Exercise prompt
Write out each line of the material again, word for word.

_ _ _ _ _ _ _

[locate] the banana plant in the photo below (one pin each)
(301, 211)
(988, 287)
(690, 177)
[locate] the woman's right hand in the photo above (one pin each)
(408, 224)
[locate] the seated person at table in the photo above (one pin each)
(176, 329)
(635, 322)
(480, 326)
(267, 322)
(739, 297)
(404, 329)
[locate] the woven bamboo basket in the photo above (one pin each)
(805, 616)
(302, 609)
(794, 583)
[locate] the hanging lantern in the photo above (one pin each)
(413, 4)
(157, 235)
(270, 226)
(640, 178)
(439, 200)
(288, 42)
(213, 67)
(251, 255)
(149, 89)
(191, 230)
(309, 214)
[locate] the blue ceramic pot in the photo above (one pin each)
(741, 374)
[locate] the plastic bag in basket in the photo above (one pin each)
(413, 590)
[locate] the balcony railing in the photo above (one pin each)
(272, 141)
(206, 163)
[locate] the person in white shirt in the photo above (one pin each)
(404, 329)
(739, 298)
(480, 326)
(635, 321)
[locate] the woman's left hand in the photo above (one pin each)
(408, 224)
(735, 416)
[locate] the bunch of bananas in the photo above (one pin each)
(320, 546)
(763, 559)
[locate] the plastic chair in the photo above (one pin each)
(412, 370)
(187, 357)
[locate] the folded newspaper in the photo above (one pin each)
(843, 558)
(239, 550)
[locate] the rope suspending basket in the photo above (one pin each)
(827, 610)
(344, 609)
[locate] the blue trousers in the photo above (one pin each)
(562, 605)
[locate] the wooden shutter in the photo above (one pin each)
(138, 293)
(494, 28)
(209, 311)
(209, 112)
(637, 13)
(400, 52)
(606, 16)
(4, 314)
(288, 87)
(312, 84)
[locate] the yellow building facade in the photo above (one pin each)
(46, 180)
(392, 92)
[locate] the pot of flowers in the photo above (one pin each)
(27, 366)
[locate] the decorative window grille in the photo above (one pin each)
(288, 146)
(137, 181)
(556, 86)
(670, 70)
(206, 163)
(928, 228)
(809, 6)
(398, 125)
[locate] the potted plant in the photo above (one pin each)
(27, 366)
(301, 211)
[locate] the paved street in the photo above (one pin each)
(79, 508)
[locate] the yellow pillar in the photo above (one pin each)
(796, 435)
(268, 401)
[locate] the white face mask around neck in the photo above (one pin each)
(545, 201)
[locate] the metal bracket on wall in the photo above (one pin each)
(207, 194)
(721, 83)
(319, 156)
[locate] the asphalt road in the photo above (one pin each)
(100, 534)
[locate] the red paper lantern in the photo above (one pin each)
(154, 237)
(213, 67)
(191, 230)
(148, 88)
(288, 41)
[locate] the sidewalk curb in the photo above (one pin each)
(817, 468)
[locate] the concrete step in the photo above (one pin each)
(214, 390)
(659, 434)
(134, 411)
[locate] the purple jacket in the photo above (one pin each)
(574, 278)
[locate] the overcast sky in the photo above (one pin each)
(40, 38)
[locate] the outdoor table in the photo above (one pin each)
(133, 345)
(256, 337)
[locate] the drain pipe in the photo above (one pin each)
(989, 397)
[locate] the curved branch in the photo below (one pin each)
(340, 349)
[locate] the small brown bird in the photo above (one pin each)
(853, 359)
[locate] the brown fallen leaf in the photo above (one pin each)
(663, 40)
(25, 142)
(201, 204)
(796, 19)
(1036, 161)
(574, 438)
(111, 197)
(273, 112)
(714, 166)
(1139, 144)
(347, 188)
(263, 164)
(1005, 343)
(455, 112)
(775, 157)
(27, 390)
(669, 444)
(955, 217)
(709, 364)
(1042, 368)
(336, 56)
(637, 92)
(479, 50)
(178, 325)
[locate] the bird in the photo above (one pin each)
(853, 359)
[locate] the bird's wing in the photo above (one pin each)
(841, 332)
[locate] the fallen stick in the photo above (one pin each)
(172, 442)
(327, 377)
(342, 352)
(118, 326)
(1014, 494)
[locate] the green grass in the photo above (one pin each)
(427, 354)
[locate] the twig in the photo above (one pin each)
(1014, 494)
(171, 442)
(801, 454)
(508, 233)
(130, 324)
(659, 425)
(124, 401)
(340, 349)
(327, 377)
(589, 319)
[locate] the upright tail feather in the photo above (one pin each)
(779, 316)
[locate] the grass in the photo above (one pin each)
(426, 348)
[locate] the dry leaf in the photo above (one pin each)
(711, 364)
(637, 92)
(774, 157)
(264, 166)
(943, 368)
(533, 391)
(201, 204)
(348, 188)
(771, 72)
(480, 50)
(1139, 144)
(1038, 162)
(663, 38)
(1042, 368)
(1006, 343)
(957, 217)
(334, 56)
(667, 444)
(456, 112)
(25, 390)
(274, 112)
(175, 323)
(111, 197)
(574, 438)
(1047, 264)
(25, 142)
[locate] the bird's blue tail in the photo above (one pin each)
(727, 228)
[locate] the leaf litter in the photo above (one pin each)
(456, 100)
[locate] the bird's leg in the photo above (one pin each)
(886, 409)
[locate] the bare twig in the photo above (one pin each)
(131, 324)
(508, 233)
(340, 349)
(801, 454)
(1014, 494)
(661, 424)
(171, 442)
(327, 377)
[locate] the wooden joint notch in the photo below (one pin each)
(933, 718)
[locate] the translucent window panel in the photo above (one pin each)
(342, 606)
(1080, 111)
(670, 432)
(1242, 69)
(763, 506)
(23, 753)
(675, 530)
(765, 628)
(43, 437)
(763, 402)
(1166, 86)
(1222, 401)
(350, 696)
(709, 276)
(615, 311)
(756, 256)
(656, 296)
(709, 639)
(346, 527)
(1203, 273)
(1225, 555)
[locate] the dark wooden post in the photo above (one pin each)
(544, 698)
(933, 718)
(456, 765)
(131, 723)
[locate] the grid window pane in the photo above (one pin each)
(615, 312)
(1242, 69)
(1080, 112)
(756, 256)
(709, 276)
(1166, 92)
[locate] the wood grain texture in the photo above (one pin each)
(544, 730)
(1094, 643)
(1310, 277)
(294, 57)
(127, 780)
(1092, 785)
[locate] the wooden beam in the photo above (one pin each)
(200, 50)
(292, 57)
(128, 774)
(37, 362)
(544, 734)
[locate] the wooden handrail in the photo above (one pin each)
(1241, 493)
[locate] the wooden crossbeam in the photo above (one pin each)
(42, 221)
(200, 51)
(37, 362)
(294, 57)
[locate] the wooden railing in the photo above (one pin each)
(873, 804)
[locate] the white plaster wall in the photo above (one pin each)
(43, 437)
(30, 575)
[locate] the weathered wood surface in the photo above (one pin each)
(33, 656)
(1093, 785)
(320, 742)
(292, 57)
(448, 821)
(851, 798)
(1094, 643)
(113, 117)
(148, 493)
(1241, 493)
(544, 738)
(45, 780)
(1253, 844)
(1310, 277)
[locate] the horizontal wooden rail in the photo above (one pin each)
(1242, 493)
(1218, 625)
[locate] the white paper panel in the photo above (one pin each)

_ _ _ _ _ _ _

Exercise solution
[locate] the banana plant in the photo below (one pin each)
(301, 211)
(988, 287)
(690, 177)
[locate] the woman's right hand in the photo above (one pin each)
(408, 224)
[locate] the seated person at table in the photo above (one pin each)
(176, 329)
(635, 322)
(480, 326)
(267, 322)
(739, 297)
(404, 329)
[locate] the woven bamboo basket in the photo above (one pin each)
(805, 616)
(302, 609)
(794, 583)
[locate] the hanging lantern in the photo above (one pin each)
(413, 4)
(157, 235)
(270, 226)
(640, 178)
(439, 200)
(288, 42)
(213, 67)
(251, 255)
(149, 89)
(191, 230)
(309, 214)
[locate] the blue ceramic pot in the photo above (one pin each)
(741, 374)
[locate] the plastic bag in basket in the photo above (one pin each)
(413, 590)
[locate] the balcony railing in the photo above (one pin each)
(272, 141)
(206, 163)
[locate] the person in white shirt in the photo above (one pin each)
(404, 329)
(739, 298)
(480, 326)
(635, 321)
[locate] the woman's left hand in the photo above (one pin each)
(408, 224)
(735, 416)
[locate] the bunch of bananas in the photo above (one pin each)
(320, 546)
(763, 559)
[locate] the plastic chair in the photo above (one pin each)
(412, 370)
(187, 357)
[locate] the folded newspaper in the photo above (one pin each)
(843, 558)
(239, 550)
[locate] the rope suspending basket in the photo above (one pin each)
(827, 610)
(344, 609)
[locate] the blue trousers in the photo above (one pin each)
(562, 605)
[locate] the wooden shutter in the photo above (one pin each)
(138, 293)
(494, 28)
(209, 311)
(209, 112)
(637, 13)
(400, 52)
(606, 16)
(4, 314)
(288, 87)
(312, 84)
[locate] the yellow building facade in the photo above (one pin each)
(46, 180)
(392, 92)
[locate] the pot of flowers in the photo above (one pin each)
(27, 366)
[locate] the decorative window grille in the photo above (one pin each)
(288, 146)
(137, 181)
(556, 86)
(670, 70)
(206, 163)
(928, 228)
(809, 6)
(398, 125)
[locate] the potted plant in the photo above (one pin each)
(27, 366)
(301, 211)
[locate] the paved street in the photo above (one pin each)
(79, 508)
[locate] the yellow pillar in the photo above (one pin each)
(796, 435)
(268, 401)
[locate] the white face mask around neck in the photo above (one pin each)
(545, 201)
[locate] the metal bracket on wall in the photo above (one pin each)
(207, 194)
(721, 83)
(319, 156)
[locate] the asphalt road in the photo above (one pin each)
(100, 534)
[locate] the red paper lantern in the photo above (one pin each)
(154, 237)
(213, 67)
(191, 230)
(148, 88)
(288, 41)
[locate] the sidewalk curb in the photo above (one pin each)
(817, 468)
[locate] the concrete step in the photo above (one pin each)
(214, 390)
(659, 434)
(134, 411)
[locate] the purple jacket in the photo above (one pin each)
(574, 278)
[locate] the overcast sky in the photo above (one pin each)
(40, 38)
[locate] the outdoor table in the photo above (one pin each)
(133, 345)
(256, 337)
[locate] the drain pipe in the photo above (one pin each)
(989, 397)
[locate] the curved branch in the photo below (one pin each)
(340, 349)
[locate] the small brown bird in the photo above (one pin each)
(853, 359)
[locate] the brown fallen leaf in the photo above (one pin each)
(663, 40)
(25, 142)
(201, 204)
(796, 19)
(1036, 161)
(574, 438)
(111, 197)
(273, 112)
(714, 166)
(1139, 144)
(347, 188)
(263, 164)
(1005, 343)
(455, 112)
(775, 157)
(27, 390)
(669, 444)
(955, 217)
(709, 364)
(1042, 368)
(336, 56)
(637, 92)
(479, 50)
(178, 325)
[locate] the bird in the photo above (one pin each)
(853, 359)
[locate] the bird's wing in the photo above (one pin each)
(841, 332)
[locate] the fallen stick in the photo above (one pin each)
(172, 442)
(327, 377)
(342, 352)
(118, 326)
(1014, 494)
[locate] the green grass in the photo above (one pin each)
(427, 354)
[locate] the twig in the photo above (one pin each)
(1014, 494)
(171, 442)
(801, 454)
(508, 233)
(130, 324)
(659, 425)
(124, 401)
(340, 349)
(327, 377)
(589, 319)
[locate] the upright tail feather in the photo above (one pin each)
(779, 316)
[locate] the grass in the photo above (one pin each)
(426, 348)
[locate] the dry leaf in the photo above (one pin each)
(711, 364)
(637, 92)
(774, 157)
(264, 166)
(943, 368)
(533, 391)
(201, 204)
(348, 188)
(771, 72)
(480, 50)
(1139, 144)
(1038, 162)
(663, 38)
(1042, 368)
(1006, 343)
(957, 217)
(334, 56)
(667, 444)
(456, 112)
(25, 390)
(274, 112)
(175, 323)
(111, 197)
(574, 438)
(1047, 264)
(25, 142)
[locate] the bird's blue tail in the photo above (one pin each)
(727, 228)
[locate] the leaf litter in the photo above (one pin each)
(456, 100)
[locate] the bird's leg in the photo above (one pin each)
(886, 409)
[locate] the bare twig in the photo above (one pin each)
(131, 324)
(508, 233)
(340, 349)
(801, 454)
(1014, 494)
(661, 424)
(171, 442)
(327, 377)
[locate] the wooden joint notch in the photo below (one pin each)
(933, 718)
[locate] the translucent window panel in the photo above (one pin each)
(342, 606)
(1080, 111)
(670, 432)
(1242, 69)
(763, 506)
(23, 753)
(675, 530)
(765, 628)
(43, 437)
(763, 402)
(1166, 86)
(1222, 401)
(350, 696)
(709, 276)
(615, 311)
(756, 256)
(656, 296)
(709, 639)
(346, 527)
(1203, 273)
(1225, 555)
[locate] the dark wooden post in the photo above (one pin each)
(544, 698)
(933, 718)
(456, 765)
(131, 723)
[locate] the grid window pane in the photo above (one pin each)
(615, 312)
(1242, 69)
(1080, 112)
(756, 256)
(709, 276)
(1166, 92)
[locate] the wood grain texture in the photo above (one pin each)
(544, 730)
(1094, 643)
(1310, 277)
(294, 57)
(127, 780)
(1092, 785)
[locate] the wooden beam in the photo above (one pin each)
(200, 50)
(292, 57)
(128, 774)
(37, 362)
(544, 734)
[locate] the wooden handrail in the photo above (one pin each)
(1241, 493)
[locate] the wooden crossbeam in the photo above (one pin each)
(42, 221)
(200, 51)
(37, 362)
(294, 57)
[locate] the wooden railing in the photo above (one pin each)
(873, 804)
[locate] the white plaster wall in the photo above (one pin each)
(43, 437)
(30, 575)
[locate] the weathered wood surface in the photo above (one pin each)
(33, 656)
(1093, 785)
(320, 742)
(292, 57)
(448, 821)
(851, 798)
(1094, 643)
(113, 117)
(148, 493)
(1241, 493)
(544, 738)
(45, 780)
(1253, 844)
(1310, 277)
[locate] the horizontal wooden rail in the photo above (one pin each)
(1242, 493)
(1218, 625)
[locate] the white paper panel in the photo above (one pin each)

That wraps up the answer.